┌────────
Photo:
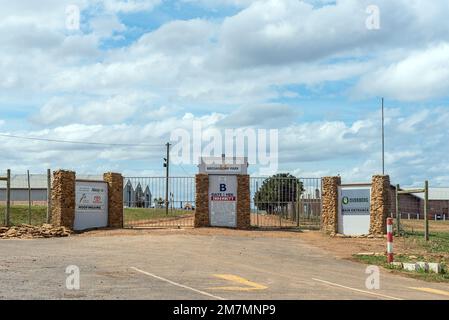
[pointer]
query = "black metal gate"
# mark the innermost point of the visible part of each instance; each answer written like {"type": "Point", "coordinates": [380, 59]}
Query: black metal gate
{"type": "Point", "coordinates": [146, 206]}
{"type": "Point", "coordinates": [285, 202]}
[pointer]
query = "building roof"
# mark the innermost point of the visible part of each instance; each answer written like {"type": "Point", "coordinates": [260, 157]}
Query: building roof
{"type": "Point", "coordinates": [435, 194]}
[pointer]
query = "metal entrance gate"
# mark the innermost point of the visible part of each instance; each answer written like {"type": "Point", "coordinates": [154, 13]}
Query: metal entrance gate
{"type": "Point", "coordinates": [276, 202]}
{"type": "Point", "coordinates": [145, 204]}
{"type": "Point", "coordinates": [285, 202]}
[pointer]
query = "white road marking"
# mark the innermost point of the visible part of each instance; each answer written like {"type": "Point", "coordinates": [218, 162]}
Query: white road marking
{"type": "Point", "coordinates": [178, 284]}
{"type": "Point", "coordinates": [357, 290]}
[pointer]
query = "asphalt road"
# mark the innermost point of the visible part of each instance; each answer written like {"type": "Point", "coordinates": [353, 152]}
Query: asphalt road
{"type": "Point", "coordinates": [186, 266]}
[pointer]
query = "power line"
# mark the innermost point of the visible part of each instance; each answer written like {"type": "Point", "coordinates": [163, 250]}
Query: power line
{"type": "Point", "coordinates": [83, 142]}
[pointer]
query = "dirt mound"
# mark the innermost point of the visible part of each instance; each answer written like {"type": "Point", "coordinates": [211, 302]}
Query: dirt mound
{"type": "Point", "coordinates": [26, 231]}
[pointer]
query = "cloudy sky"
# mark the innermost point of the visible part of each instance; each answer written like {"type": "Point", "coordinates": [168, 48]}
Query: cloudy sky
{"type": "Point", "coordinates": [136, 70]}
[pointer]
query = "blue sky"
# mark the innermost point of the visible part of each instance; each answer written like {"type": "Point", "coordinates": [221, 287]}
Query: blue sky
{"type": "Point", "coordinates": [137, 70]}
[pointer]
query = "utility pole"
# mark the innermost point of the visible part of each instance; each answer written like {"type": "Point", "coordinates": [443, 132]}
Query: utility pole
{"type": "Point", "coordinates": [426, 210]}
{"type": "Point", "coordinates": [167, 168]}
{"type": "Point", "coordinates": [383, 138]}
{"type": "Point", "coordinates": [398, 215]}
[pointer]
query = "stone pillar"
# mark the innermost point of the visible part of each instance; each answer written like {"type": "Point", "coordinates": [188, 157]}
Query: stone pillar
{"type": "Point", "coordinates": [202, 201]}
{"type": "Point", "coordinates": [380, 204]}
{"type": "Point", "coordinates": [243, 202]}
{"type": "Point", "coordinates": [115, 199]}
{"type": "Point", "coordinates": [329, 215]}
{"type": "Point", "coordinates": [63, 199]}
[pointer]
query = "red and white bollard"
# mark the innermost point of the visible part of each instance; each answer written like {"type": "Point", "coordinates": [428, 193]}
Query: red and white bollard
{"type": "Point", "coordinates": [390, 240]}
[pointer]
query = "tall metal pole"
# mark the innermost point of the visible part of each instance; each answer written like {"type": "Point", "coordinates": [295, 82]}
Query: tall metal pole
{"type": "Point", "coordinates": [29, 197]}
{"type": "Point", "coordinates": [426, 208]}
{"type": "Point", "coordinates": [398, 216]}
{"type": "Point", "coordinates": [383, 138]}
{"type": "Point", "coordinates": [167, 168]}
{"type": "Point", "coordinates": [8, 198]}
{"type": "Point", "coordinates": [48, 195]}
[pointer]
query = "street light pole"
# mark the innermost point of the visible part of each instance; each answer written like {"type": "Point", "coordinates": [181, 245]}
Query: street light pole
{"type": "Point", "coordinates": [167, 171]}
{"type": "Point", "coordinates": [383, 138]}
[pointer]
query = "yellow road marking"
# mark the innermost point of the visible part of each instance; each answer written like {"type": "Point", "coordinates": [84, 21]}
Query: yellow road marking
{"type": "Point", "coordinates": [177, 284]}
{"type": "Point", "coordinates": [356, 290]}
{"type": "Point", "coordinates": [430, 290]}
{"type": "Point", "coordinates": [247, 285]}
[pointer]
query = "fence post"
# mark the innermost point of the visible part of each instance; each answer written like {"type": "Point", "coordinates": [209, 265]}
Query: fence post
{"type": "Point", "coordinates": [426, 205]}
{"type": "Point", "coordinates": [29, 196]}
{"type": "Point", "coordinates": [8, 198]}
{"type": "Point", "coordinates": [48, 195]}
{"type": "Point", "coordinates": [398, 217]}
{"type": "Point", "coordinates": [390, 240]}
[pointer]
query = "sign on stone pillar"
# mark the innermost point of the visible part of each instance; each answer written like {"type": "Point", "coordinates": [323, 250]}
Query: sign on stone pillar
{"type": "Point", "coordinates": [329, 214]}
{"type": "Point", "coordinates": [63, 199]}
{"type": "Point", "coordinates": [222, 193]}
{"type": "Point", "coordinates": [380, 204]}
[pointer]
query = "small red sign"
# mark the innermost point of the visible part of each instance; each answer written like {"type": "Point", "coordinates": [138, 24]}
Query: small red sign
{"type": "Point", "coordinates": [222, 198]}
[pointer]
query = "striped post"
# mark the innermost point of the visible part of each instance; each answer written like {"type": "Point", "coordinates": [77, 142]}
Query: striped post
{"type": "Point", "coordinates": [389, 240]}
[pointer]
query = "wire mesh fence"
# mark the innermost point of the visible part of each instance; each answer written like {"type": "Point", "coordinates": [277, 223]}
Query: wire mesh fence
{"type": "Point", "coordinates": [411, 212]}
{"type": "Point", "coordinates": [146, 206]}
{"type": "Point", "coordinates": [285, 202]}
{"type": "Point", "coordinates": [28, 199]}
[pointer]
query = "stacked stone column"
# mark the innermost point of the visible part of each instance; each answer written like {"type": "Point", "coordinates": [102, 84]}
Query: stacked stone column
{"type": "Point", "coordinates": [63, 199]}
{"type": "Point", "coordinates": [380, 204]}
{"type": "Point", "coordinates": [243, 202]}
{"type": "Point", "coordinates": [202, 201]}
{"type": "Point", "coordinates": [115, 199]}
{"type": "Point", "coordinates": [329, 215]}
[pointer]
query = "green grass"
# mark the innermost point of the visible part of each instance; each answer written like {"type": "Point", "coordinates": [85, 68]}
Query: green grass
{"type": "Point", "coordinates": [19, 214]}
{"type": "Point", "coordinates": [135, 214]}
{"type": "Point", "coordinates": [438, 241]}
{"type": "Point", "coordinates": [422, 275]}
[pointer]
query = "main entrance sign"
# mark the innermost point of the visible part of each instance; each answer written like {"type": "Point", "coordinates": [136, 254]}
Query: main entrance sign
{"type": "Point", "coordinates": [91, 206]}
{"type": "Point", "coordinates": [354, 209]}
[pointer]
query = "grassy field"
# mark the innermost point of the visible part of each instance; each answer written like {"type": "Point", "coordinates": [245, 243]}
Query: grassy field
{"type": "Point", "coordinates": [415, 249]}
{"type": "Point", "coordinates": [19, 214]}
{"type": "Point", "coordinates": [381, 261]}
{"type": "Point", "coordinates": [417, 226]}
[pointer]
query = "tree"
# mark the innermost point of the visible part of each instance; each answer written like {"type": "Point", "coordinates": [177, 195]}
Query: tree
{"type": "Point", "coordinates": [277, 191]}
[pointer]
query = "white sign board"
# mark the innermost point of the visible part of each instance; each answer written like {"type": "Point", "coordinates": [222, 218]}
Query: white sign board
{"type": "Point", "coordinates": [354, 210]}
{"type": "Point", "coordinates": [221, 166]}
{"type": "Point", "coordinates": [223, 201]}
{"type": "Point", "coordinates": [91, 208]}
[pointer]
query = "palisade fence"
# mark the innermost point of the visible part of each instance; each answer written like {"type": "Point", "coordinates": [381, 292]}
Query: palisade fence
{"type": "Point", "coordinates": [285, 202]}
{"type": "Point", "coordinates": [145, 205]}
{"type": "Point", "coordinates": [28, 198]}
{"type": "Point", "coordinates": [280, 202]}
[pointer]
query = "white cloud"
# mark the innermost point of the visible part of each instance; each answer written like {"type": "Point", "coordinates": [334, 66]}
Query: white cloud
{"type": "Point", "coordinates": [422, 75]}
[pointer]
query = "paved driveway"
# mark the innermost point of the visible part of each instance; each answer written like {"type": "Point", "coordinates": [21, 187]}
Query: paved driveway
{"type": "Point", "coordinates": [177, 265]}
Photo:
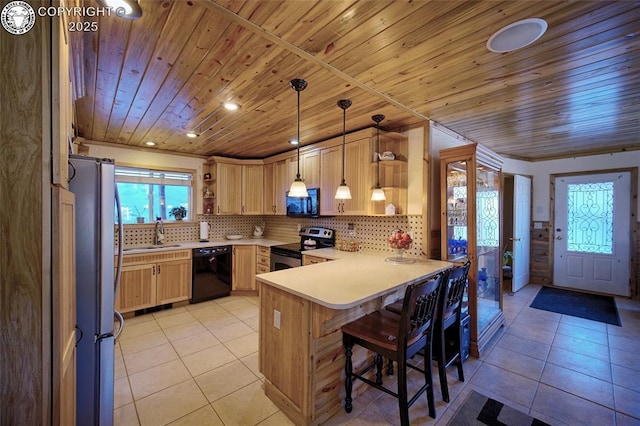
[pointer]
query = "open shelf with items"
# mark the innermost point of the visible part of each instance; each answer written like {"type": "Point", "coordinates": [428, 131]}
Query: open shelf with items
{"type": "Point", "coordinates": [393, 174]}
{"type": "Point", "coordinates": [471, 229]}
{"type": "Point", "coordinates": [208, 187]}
└────────
Count the lines in the items above that contain the string "open", matching case exactly. Give only the number.

• _Completed exercise_
2